Passage provided:
╔══

Phi Psi Lease Revealed: Four Big Takeaways

On Tuesday, April 30th, unsolicited, a Voices representative was handed a physical copy of the 2018-2019 Phi Psi building lease. The lease, in full, can be found below. Some significant terms of the lease are as follows.

1. Cost of the lease

The dollar amount of the lease has been widely-speculated over the years. The lease costs $13,210.32, to be paid in three installments of $4,403.44 – once in October, once in March, and once in June.

2. Occupancy of the building inhabitant

On Saturday, administrators visited students at the sit-in at Phi Psi fraternity. Jenny Xu ‘22, Organizing for Survivors (O4S) organizer, said to Voices, “we asked why they can’t move [the current occupant of the fraternity house] out of the bedroom already? [The administrator] said that to move [the occupant] out of the bedroom requires the college to terminate the lease of Phi Psi because he personally signed the lease. […] The house is leased to him is the language she used.” Morgin Goldberg ‘19 of O4s also said in an interview with Voices, “administrators told us the reason the student could not be removed from the room is because he was tied to the lease.” The lease is not signed by the student occupant, it is signed by John J. Purdy, identified on the lease as an “Alumni Council Member.” The lease also says it shall be signed by “Swarthmore Phi Psi Alumni Association on behalf of the Phi Omicron Psi Fraternity.”

Xu also mentioned that administrators said the house functioned, due to the lease, too dissimilarly from a dorm room for administrators to remove the inhabitant and move him into a dorm. The lease mentions some similarities to dorm room regulations. For example, Term 2 states, “The move-in and move-out date for the Property resident shall be the same as the dates for residence hall move-in and move-out,” and “the Member-resident must at all times be an active, currently enrolled student of Swarthmore College.”

3. Compliance with law and college policy

Term 13 of the lease states that the lessee and all Phi Psi members must comply with federal, state, and local laws as well as Swarthmore College policies or its lease may be terminated. While Phi Psi fraternity has been suspended several times for violating College policy and the law, Voices could find no recorded instance of its lease being terminated. Most recently, when Phi Psi was suspended for the spring and fall 2017 semesters, the lease was not terminated.

╚══

Records:
╔══

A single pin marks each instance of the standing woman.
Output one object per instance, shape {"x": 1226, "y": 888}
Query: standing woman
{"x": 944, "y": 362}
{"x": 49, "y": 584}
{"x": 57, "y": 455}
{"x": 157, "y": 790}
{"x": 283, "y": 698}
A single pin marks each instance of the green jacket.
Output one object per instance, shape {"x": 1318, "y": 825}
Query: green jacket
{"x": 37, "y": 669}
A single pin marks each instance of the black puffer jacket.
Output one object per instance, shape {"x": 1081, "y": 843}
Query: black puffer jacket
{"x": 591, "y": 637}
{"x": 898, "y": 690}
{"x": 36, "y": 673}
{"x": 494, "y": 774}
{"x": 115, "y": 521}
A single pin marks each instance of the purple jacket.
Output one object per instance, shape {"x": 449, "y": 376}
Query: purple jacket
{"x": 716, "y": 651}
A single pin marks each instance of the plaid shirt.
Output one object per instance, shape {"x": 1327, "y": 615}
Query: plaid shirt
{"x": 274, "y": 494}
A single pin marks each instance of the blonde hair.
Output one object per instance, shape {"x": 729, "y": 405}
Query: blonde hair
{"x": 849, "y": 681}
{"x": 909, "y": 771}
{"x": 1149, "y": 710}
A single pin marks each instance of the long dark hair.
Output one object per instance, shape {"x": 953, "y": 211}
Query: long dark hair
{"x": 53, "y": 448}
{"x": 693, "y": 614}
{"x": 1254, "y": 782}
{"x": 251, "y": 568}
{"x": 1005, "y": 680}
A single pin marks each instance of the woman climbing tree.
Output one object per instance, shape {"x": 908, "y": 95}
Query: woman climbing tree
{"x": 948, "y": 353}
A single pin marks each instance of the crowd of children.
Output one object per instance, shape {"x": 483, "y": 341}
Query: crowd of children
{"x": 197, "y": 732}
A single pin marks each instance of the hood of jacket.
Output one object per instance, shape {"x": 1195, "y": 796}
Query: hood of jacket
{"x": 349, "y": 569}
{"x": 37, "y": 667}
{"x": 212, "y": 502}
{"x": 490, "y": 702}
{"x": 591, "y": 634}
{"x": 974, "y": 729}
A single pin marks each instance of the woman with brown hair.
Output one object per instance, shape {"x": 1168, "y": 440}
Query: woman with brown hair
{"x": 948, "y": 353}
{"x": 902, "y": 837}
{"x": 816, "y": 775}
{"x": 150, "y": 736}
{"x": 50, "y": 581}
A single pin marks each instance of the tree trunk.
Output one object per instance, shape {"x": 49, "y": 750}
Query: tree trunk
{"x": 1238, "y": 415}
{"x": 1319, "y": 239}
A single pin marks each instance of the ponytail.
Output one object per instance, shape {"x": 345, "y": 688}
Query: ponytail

╚══

What you will do:
• 1. In the Phi Psi lease article, condense the paragraph beginning "Term 13 of the lease states" into a shorter version that keeps its main facts.
• 2. Shift every coordinate in the answers by adding 17 to each number, and reproduce the rows starting with the line containing "A single pin marks each instance of the woman with" and going on through the last line of the rows, requests included.

The responses:
• 1. Term 13 allows the lease to be terminated if the lessee or Phi Psi members break federal, state, or local law or Swarthmore College policy. Phi Psi has been suspended several times for such violations, including for the spring and fall 2017 semesters. However, Voices found no record of the lease ever being terminated.

• 2.
A single pin marks each instance of the woman with brown hair.
Output one object per instance, shape {"x": 1168, "y": 440}
Query: woman with brown hair
{"x": 965, "y": 370}
{"x": 919, "y": 854}
{"x": 833, "y": 792}
{"x": 167, "y": 753}
{"x": 67, "y": 598}
A single pin marks each instance of the tree trunk.
Output one object per instance, shape {"x": 49, "y": 750}
Query: tree trunk
{"x": 1255, "y": 432}
{"x": 1336, "y": 256}
A single pin marks each instance of the ponytail.
Output one object per instance, shape {"x": 345, "y": 688}
Query: ponytail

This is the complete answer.